Stated problem » Reproduce each of the rows below word for word, leaving the pictures out of your answer.

[Data entries]
◆ ◆ ◆ ◆ ◆ ◆ ◆

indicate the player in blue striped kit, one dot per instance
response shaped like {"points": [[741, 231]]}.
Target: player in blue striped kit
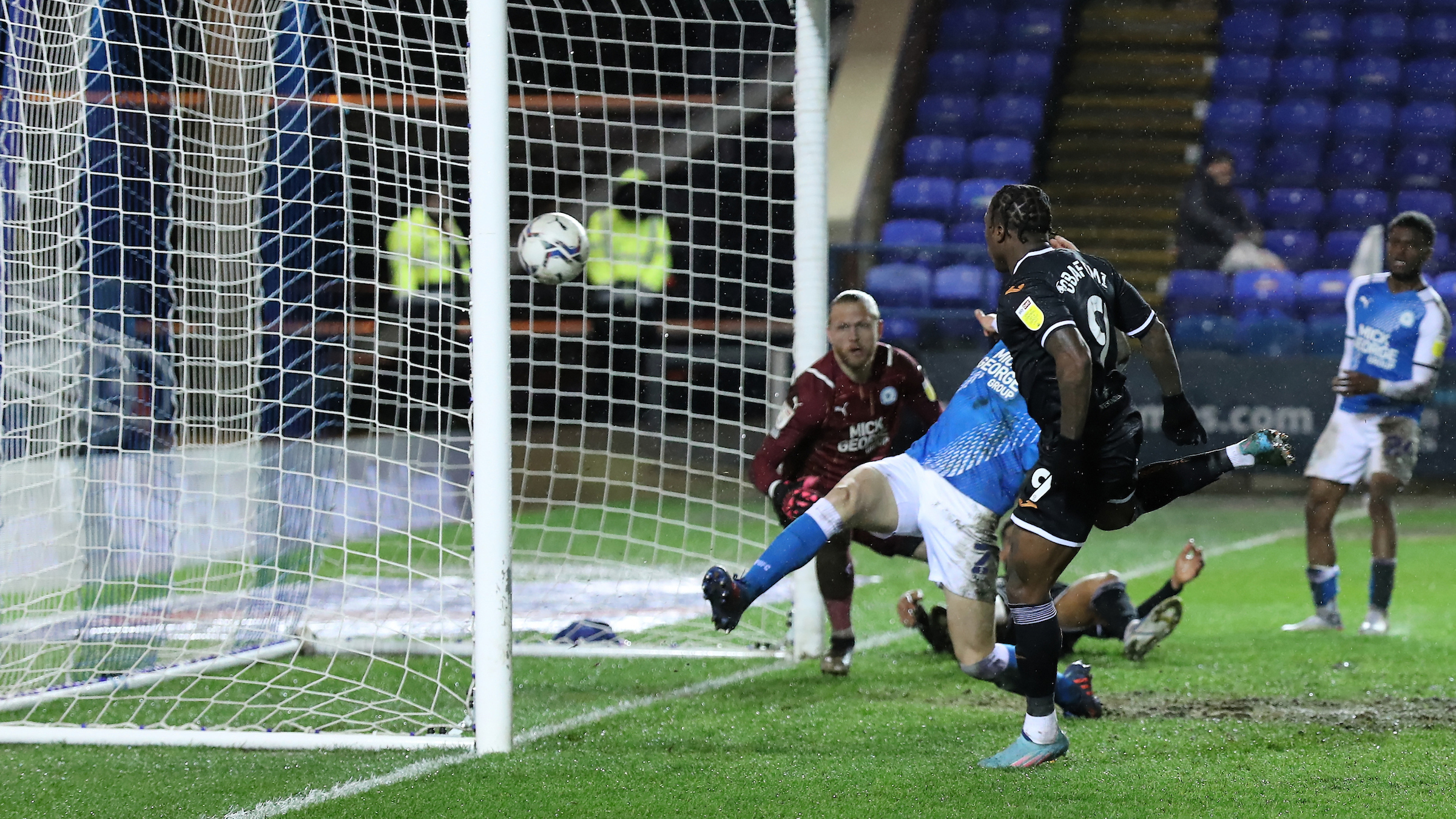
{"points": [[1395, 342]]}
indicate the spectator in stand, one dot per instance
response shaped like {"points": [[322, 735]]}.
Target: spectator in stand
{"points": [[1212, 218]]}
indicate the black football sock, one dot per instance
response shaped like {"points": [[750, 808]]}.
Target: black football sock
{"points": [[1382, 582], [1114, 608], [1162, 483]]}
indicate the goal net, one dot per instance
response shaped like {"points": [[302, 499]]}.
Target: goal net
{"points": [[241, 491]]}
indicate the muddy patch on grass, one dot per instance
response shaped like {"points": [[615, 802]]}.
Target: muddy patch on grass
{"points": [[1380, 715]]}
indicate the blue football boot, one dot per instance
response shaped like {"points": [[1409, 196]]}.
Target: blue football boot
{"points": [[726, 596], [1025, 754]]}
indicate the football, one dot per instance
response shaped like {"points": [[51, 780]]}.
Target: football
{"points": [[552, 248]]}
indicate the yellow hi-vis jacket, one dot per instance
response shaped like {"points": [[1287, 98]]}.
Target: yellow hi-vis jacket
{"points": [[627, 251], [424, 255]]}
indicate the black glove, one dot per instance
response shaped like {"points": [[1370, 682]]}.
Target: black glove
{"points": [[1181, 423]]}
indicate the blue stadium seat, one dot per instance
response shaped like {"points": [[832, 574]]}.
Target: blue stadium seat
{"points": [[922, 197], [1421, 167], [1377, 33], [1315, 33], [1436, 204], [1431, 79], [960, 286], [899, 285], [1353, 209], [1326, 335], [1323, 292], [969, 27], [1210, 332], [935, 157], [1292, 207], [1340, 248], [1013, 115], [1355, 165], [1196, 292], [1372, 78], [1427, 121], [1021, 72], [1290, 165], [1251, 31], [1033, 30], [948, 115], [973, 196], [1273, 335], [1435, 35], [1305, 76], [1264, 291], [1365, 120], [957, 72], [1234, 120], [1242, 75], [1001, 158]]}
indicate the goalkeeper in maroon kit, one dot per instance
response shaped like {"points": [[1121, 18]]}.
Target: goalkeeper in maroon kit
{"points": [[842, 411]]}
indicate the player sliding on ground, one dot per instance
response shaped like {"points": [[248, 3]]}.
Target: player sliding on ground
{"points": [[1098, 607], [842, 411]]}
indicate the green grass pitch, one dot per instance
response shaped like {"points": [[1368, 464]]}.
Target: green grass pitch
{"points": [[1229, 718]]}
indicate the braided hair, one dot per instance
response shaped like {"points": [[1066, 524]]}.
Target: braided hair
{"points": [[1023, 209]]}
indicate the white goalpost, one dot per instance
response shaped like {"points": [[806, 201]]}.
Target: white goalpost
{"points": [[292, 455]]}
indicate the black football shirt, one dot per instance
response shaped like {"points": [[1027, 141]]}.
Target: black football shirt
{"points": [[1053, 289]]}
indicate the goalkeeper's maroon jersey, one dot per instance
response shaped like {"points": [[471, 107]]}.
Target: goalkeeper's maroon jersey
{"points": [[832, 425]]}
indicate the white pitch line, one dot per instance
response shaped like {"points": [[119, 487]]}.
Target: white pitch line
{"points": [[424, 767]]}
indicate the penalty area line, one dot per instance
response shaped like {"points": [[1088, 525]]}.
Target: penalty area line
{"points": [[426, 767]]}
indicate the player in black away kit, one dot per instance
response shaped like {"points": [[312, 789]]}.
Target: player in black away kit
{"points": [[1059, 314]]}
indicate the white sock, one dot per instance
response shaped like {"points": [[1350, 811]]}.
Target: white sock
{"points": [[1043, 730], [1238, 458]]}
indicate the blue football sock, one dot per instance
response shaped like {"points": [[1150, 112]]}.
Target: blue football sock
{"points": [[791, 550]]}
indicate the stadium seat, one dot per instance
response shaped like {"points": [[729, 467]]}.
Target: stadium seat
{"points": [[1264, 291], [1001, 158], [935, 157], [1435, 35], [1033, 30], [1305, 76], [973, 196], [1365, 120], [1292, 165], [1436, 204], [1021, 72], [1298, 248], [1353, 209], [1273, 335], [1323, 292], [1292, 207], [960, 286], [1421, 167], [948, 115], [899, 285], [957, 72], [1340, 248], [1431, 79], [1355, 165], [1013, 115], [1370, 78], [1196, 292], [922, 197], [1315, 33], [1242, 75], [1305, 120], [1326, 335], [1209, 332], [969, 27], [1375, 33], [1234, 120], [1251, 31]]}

◆ ◆ ◆ ◆ ◆ ◆ ◆

Expected output »
indicate the player in blue striped kit, one dot per instance
response shaped like {"points": [[741, 231]]}.
Target: player in blue striped kit
{"points": [[1395, 342]]}
indicate the spectator in stand, one dot per instance
response shaped like {"points": [[322, 735]]}.
Target: spectator in stand
{"points": [[1212, 218]]}
indicate the black football sock, one dot per instance
response shaped like {"points": [[750, 808]]}.
Target: black football sock
{"points": [[1382, 582], [1114, 608], [1162, 483]]}
indicate the goal net, one dot per instance
response shaped like {"points": [[302, 499]]}.
Target: goal net
{"points": [[241, 491]]}
indicate the muddy patch on grass, one dot per instance
response shaped like {"points": [[615, 802]]}.
Target: muddy patch on grass
{"points": [[1380, 715]]}
indicate the blue football boot, one dot per instance
response shaped like {"points": [[1409, 196]]}.
Target: blue football boot
{"points": [[726, 596], [1025, 754]]}
indicate the football, one dot per instance
response shaped like {"points": [[51, 780]]}.
Target: football
{"points": [[552, 248]]}
indicate the yellow hi-vis jacket, one dot per instance
response shaped like {"points": [[1287, 98]]}.
Target: yellow hi-vis jacket
{"points": [[627, 251], [424, 255]]}
indicate the black glove, one dot per instance
response shaped like {"points": [[1370, 682]]}.
Target: black glove
{"points": [[1181, 423]]}
indicate the blue stadium seat, one dot per instance
response shaped like {"points": [[832, 574]]}.
Target: blue stadium seat
{"points": [[922, 197], [1421, 167], [1377, 33], [1315, 33], [1436, 204], [1431, 79], [960, 286], [899, 285], [1353, 209], [1326, 335], [1323, 292], [969, 27], [1210, 332], [935, 157], [1292, 207], [1340, 248], [1013, 115], [1355, 165], [1196, 292], [1372, 78], [1427, 121], [1021, 72], [1290, 165], [1251, 31], [1033, 30], [948, 115], [973, 196], [1273, 335], [1435, 35], [1305, 76], [1264, 291], [1365, 120], [957, 72], [1234, 120], [1242, 75], [1001, 158]]}
indicate the goalkeeper in maroon kit, one dot per instance
response shaped like {"points": [[1121, 18]]}.
Target: goalkeeper in maroon kit
{"points": [[842, 411]]}
indicate the player sliding on ground, one dot per instance
response shaped like {"points": [[248, 3]]}.
Target: player sliding on ground
{"points": [[1098, 607], [842, 411]]}
indicate the green grass pitch, one dot per instance
response shaped like {"points": [[1368, 464]]}.
Target: green grass pitch
{"points": [[1229, 718]]}
indicate the braided hair, one dot per instance
response shaped like {"points": [[1066, 524]]}.
Target: braided hair
{"points": [[1023, 209]]}
indicate the white goalpost, one dot per instance
response shaped like {"points": [[806, 201]]}.
Target: white goalpost
{"points": [[292, 455]]}
indicate the black football shirt, one dot per instance
response shaped like {"points": [[1027, 141]]}.
Target: black football shirt
{"points": [[1053, 289]]}
indicate the goalkeeper's maroon jersey, one dot per instance
response shaped like {"points": [[471, 107]]}.
Target: goalkeeper's maroon jersey
{"points": [[832, 425]]}
indicate the white pitch line, one dot per instance
response shaped like {"points": [[119, 487]]}.
Target: white pitch line
{"points": [[424, 767]]}
indicate the penalty area line, one dot per instance
response shaped like {"points": [[1088, 525]]}.
Target: penalty area line
{"points": [[426, 767]]}
indicate the player in black away kit, one dot per instance
response shaped like {"points": [[312, 789]]}.
Target: player in black away kit
{"points": [[1059, 314]]}
indicate the white sock, one dot per instance
response shaped like {"points": [[1350, 811]]}.
Target: white sock
{"points": [[1043, 730], [1238, 458]]}
indicate the blue football sock, one dot per instance
response shaped like {"points": [[1150, 112]]}.
Target: blue football sock
{"points": [[791, 550]]}
indicate the stadium seat, one dot per instance
response shaped like {"points": [[729, 467]]}.
Target: stadium seat
{"points": [[1264, 291], [1001, 158], [935, 157], [1435, 35], [1033, 30], [1305, 76], [973, 196], [1365, 120], [1292, 165], [1436, 204], [1021, 72], [1298, 248], [1353, 209], [1273, 335], [1323, 292], [1292, 207], [960, 286], [1421, 167], [948, 115], [899, 285], [957, 72], [1340, 248], [1431, 79], [1355, 165], [1013, 115], [1370, 78], [1196, 292], [922, 197], [1315, 33], [1242, 75], [1305, 120], [1326, 335], [1209, 332], [969, 27], [1375, 33], [1234, 120], [1251, 31]]}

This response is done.